• [PROBLEM DETAILS]:
Copy the listing below word for word, leaving out the pictures.

::: DATA FOR THIS EXERCISE

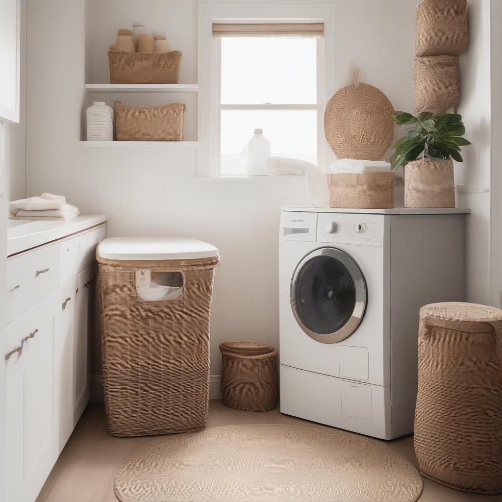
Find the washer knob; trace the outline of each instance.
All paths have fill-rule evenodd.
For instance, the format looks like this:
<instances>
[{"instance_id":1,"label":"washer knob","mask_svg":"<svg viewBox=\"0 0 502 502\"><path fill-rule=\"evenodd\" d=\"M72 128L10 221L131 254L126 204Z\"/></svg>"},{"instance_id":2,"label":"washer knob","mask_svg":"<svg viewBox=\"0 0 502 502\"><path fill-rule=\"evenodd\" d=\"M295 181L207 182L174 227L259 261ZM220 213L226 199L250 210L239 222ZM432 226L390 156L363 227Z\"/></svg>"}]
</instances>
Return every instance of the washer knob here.
<instances>
[{"instance_id":1,"label":"washer knob","mask_svg":"<svg viewBox=\"0 0 502 502\"><path fill-rule=\"evenodd\" d=\"M366 228L366 224L358 221L354 226L354 230L356 233L362 233Z\"/></svg>"},{"instance_id":2,"label":"washer knob","mask_svg":"<svg viewBox=\"0 0 502 502\"><path fill-rule=\"evenodd\" d=\"M326 221L324 223L325 233L334 233L336 231L336 223L334 221Z\"/></svg>"}]
</instances>

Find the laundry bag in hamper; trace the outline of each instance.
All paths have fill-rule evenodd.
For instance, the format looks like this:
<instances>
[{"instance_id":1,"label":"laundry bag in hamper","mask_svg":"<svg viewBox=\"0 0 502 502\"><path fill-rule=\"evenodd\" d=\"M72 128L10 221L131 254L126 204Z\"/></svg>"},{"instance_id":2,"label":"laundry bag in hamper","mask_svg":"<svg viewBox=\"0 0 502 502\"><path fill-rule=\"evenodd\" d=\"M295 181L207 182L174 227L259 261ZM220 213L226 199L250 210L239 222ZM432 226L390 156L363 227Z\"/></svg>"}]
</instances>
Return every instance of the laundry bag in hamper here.
<instances>
[{"instance_id":1,"label":"laundry bag in hamper","mask_svg":"<svg viewBox=\"0 0 502 502\"><path fill-rule=\"evenodd\" d=\"M277 350L265 343L220 343L224 404L248 411L272 410L277 401Z\"/></svg>"},{"instance_id":2,"label":"laundry bag in hamper","mask_svg":"<svg viewBox=\"0 0 502 502\"><path fill-rule=\"evenodd\" d=\"M394 171L332 173L326 175L330 207L392 209Z\"/></svg>"},{"instance_id":3,"label":"laundry bag in hamper","mask_svg":"<svg viewBox=\"0 0 502 502\"><path fill-rule=\"evenodd\" d=\"M420 317L420 472L458 489L502 492L502 310L435 303Z\"/></svg>"},{"instance_id":4,"label":"laundry bag in hamper","mask_svg":"<svg viewBox=\"0 0 502 502\"><path fill-rule=\"evenodd\" d=\"M96 255L110 433L203 428L218 250L196 239L112 237Z\"/></svg>"}]
</instances>

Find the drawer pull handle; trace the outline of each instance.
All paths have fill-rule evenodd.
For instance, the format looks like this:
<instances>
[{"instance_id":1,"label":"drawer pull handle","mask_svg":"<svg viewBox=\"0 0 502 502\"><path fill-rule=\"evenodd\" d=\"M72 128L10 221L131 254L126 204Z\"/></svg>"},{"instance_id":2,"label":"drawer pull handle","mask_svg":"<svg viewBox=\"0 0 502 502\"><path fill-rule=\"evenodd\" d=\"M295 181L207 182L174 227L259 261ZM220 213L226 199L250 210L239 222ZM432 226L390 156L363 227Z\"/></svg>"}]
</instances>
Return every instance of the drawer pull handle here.
<instances>
[{"instance_id":1,"label":"drawer pull handle","mask_svg":"<svg viewBox=\"0 0 502 502\"><path fill-rule=\"evenodd\" d=\"M7 361L11 355L14 355L16 352L18 352L18 353L20 355L22 352L23 352L23 345L21 345L21 347L18 347L17 348L15 348L13 350L11 350L10 352L6 354L5 360Z\"/></svg>"},{"instance_id":2,"label":"drawer pull handle","mask_svg":"<svg viewBox=\"0 0 502 502\"><path fill-rule=\"evenodd\" d=\"M35 273L35 277L38 277L41 274L45 274L46 272L48 272L50 270L50 269L44 269L43 270L37 270Z\"/></svg>"}]
</instances>

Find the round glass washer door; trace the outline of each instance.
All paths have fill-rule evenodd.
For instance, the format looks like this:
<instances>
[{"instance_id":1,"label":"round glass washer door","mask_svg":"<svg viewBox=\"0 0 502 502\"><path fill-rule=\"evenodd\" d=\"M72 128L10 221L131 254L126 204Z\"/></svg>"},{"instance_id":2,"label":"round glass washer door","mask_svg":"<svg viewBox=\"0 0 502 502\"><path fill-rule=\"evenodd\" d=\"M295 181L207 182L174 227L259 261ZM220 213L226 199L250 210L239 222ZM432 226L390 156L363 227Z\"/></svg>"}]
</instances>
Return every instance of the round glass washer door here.
<instances>
[{"instance_id":1,"label":"round glass washer door","mask_svg":"<svg viewBox=\"0 0 502 502\"><path fill-rule=\"evenodd\" d=\"M336 247L307 255L293 275L291 308L302 329L323 343L350 336L362 320L367 292L360 269Z\"/></svg>"}]
</instances>

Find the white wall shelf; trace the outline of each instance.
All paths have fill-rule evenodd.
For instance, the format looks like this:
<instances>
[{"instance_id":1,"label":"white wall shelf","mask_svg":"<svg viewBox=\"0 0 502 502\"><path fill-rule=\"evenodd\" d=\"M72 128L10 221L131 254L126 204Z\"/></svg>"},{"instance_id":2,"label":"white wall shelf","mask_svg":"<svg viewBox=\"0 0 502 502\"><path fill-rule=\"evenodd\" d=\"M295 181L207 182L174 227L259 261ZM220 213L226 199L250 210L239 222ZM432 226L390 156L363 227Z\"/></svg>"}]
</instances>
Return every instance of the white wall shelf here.
<instances>
[{"instance_id":1,"label":"white wall shelf","mask_svg":"<svg viewBox=\"0 0 502 502\"><path fill-rule=\"evenodd\" d=\"M86 84L88 92L197 92L197 84Z\"/></svg>"},{"instance_id":2,"label":"white wall shelf","mask_svg":"<svg viewBox=\"0 0 502 502\"><path fill-rule=\"evenodd\" d=\"M198 141L79 141L90 148L198 148Z\"/></svg>"}]
</instances>

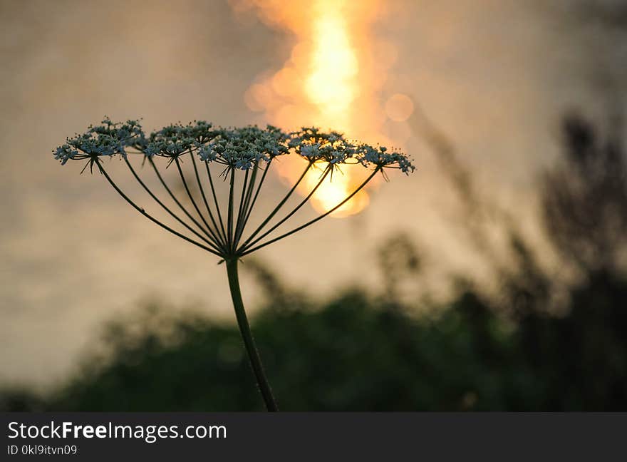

::::::

• [ANSWER TO THIS TASK]:
Find the washer knob; trace the outline of each instance.
All paths have fill-rule evenodd.
For instance, the format looks like this:
<instances>
[{"instance_id":1,"label":"washer knob","mask_svg":"<svg viewBox=\"0 0 502 502\"><path fill-rule=\"evenodd\" d=\"M72 128L10 221L131 254L126 204Z\"/></svg>"},{"instance_id":2,"label":"washer knob","mask_svg":"<svg viewBox=\"0 0 502 502\"><path fill-rule=\"evenodd\" d=\"M295 181L207 182L174 227L259 261ZM220 213L226 199L250 210L239 222ZM432 226L390 156L363 227Z\"/></svg>"}]
</instances>
Return every instance of the washer knob here.
<instances>
[{"instance_id":1,"label":"washer knob","mask_svg":"<svg viewBox=\"0 0 502 502\"><path fill-rule=\"evenodd\" d=\"M366 228L366 224L358 221L354 226L354 230L356 233L362 233Z\"/></svg>"},{"instance_id":2,"label":"washer knob","mask_svg":"<svg viewBox=\"0 0 502 502\"><path fill-rule=\"evenodd\" d=\"M326 221L324 223L325 233L334 233L336 231L336 223L334 221Z\"/></svg>"}]
</instances>

Find the laundry bag in hamper; trace the outline of each instance.
All paths have fill-rule evenodd.
For instance, the format looks like this:
<instances>
[{"instance_id":1,"label":"laundry bag in hamper","mask_svg":"<svg viewBox=\"0 0 502 502\"><path fill-rule=\"evenodd\" d=\"M72 128L10 221L131 254L126 204Z\"/></svg>"},{"instance_id":2,"label":"laundry bag in hamper","mask_svg":"<svg viewBox=\"0 0 502 502\"><path fill-rule=\"evenodd\" d=\"M295 181L207 182L174 227L259 261ZM220 213L226 199L250 210L239 222ZM432 226L390 156L363 227Z\"/></svg>"}]
</instances>
Return every instance of the laundry bag in hamper here.
<instances>
[{"instance_id":1,"label":"laundry bag in hamper","mask_svg":"<svg viewBox=\"0 0 502 502\"><path fill-rule=\"evenodd\" d=\"M277 350L265 343L220 343L224 404L248 411L272 410L277 401Z\"/></svg>"},{"instance_id":2,"label":"laundry bag in hamper","mask_svg":"<svg viewBox=\"0 0 502 502\"><path fill-rule=\"evenodd\" d=\"M394 171L332 173L326 175L330 207L392 209Z\"/></svg>"},{"instance_id":3,"label":"laundry bag in hamper","mask_svg":"<svg viewBox=\"0 0 502 502\"><path fill-rule=\"evenodd\" d=\"M420 317L420 472L458 489L502 492L502 310L435 303Z\"/></svg>"},{"instance_id":4,"label":"laundry bag in hamper","mask_svg":"<svg viewBox=\"0 0 502 502\"><path fill-rule=\"evenodd\" d=\"M96 255L110 433L203 428L218 250L196 239L112 237Z\"/></svg>"}]
</instances>

Find the drawer pull handle; trace the outline of each instance.
All paths have fill-rule evenodd.
For instance, the format looks like this:
<instances>
[{"instance_id":1,"label":"drawer pull handle","mask_svg":"<svg viewBox=\"0 0 502 502\"><path fill-rule=\"evenodd\" d=\"M72 128L10 221L131 254L126 204Z\"/></svg>"},{"instance_id":2,"label":"drawer pull handle","mask_svg":"<svg viewBox=\"0 0 502 502\"><path fill-rule=\"evenodd\" d=\"M295 181L207 182L174 227L259 261ZM220 213L226 199L250 210L239 222ZM432 226L390 156L363 227Z\"/></svg>"}]
</instances>
Return every instance of the drawer pull handle here.
<instances>
[{"instance_id":1,"label":"drawer pull handle","mask_svg":"<svg viewBox=\"0 0 502 502\"><path fill-rule=\"evenodd\" d=\"M7 361L11 355L14 355L16 352L18 352L18 353L20 355L22 352L23 352L23 345L21 345L21 347L18 347L17 348L15 348L13 350L11 350L10 352L6 354L5 360Z\"/></svg>"},{"instance_id":2,"label":"drawer pull handle","mask_svg":"<svg viewBox=\"0 0 502 502\"><path fill-rule=\"evenodd\" d=\"M35 273L35 277L38 277L41 274L45 274L46 272L48 272L50 270L50 269L44 269L43 270L37 270Z\"/></svg>"}]
</instances>

Find the round glass washer door; trace the outline of each instance.
All paths have fill-rule evenodd.
For instance, the format looks like this:
<instances>
[{"instance_id":1,"label":"round glass washer door","mask_svg":"<svg viewBox=\"0 0 502 502\"><path fill-rule=\"evenodd\" d=\"M72 128L10 221L131 254L126 204Z\"/></svg>"},{"instance_id":2,"label":"round glass washer door","mask_svg":"<svg viewBox=\"0 0 502 502\"><path fill-rule=\"evenodd\" d=\"M295 181L207 182L174 227L259 261ZM220 213L226 199L250 210L239 222ZM432 226L390 156L363 227Z\"/></svg>"}]
</instances>
Return every instance of the round glass washer door here.
<instances>
[{"instance_id":1,"label":"round glass washer door","mask_svg":"<svg viewBox=\"0 0 502 502\"><path fill-rule=\"evenodd\" d=\"M336 247L307 255L293 275L291 308L302 329L323 343L350 336L362 320L367 292L360 269Z\"/></svg>"}]
</instances>

Find the white wall shelf; trace the outline of each instance.
All paths have fill-rule evenodd.
For instance, the format looks like this:
<instances>
[{"instance_id":1,"label":"white wall shelf","mask_svg":"<svg viewBox=\"0 0 502 502\"><path fill-rule=\"evenodd\" d=\"M72 128L10 221L131 254L126 204Z\"/></svg>"},{"instance_id":2,"label":"white wall shelf","mask_svg":"<svg viewBox=\"0 0 502 502\"><path fill-rule=\"evenodd\" d=\"M295 181L207 182L174 227L259 261ZM220 213L226 199L250 210L239 222ZM432 226L390 156L363 227Z\"/></svg>"}]
</instances>
Return every instance of the white wall shelf here.
<instances>
[{"instance_id":1,"label":"white wall shelf","mask_svg":"<svg viewBox=\"0 0 502 502\"><path fill-rule=\"evenodd\" d=\"M86 84L88 92L197 92L197 84Z\"/></svg>"},{"instance_id":2,"label":"white wall shelf","mask_svg":"<svg viewBox=\"0 0 502 502\"><path fill-rule=\"evenodd\" d=\"M198 141L79 141L90 148L198 148Z\"/></svg>"}]
</instances>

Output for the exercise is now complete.